» **Exercise description**
Gather every line below that contains the word "Carefully" and copy each of those lines in full.

» **Records supplied**
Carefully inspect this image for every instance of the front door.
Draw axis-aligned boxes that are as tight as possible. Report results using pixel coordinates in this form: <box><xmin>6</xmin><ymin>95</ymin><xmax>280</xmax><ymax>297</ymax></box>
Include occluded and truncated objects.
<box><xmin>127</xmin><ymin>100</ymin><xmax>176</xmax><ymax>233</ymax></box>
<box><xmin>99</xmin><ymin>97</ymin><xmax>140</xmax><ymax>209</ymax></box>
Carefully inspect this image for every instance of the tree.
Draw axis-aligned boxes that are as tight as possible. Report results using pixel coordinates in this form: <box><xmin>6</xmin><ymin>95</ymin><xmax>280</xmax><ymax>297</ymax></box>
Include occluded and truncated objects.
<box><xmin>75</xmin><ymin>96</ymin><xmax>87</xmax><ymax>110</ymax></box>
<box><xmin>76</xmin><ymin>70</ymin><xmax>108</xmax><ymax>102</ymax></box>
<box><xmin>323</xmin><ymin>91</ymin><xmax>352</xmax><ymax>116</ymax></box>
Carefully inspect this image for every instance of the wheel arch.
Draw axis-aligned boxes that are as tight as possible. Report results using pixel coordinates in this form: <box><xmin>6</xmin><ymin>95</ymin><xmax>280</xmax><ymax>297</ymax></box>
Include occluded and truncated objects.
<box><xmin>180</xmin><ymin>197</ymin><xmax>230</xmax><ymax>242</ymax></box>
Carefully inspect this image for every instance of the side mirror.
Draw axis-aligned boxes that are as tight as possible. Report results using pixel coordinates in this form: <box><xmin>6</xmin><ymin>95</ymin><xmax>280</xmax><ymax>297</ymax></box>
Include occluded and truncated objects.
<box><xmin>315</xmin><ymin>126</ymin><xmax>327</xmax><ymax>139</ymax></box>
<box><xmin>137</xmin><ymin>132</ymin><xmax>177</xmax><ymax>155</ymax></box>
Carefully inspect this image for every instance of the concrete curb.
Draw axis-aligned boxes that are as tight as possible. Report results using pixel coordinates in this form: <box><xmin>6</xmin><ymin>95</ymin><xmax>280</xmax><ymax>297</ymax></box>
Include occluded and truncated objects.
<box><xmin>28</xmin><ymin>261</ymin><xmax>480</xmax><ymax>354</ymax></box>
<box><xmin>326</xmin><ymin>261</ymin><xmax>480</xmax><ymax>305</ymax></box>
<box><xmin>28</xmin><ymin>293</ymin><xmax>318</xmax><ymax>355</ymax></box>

--

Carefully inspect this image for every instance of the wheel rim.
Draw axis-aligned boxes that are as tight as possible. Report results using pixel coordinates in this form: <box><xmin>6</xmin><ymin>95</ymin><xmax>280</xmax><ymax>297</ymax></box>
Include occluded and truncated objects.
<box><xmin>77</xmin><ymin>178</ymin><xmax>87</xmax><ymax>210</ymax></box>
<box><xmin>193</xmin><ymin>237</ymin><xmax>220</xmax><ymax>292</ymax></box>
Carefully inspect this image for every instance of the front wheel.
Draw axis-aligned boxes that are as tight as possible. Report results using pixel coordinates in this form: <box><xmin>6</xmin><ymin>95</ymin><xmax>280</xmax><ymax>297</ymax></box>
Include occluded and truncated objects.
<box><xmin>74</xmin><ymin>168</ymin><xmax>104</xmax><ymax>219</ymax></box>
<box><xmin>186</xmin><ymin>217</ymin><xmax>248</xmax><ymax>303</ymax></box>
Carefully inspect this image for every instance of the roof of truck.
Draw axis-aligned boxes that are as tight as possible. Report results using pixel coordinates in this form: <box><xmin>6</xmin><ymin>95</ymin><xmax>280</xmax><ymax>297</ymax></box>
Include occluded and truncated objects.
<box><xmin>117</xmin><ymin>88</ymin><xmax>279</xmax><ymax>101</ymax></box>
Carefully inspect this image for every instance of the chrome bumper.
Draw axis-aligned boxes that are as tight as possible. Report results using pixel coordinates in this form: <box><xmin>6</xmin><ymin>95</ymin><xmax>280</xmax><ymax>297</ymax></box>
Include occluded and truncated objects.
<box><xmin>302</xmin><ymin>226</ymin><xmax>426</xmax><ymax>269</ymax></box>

» **Answer to this exercise**
Carefully inspect this image for every instance of the front door.
Carefully inspect this image for every instance of the tree.
Carefully inspect this image for every instance of the wheel arch.
Carefully inspect this image for every instance of the side mirror.
Carefully inspect this image for every instance of the concrete curb.
Carefully inspect this image for every instance of the wheel rim.
Carefully inspect this image for every instance of the front wheel.
Carefully inspect this image for every instance of the roof of truck.
Carefully inspect this image for every instance of the chrome bumper.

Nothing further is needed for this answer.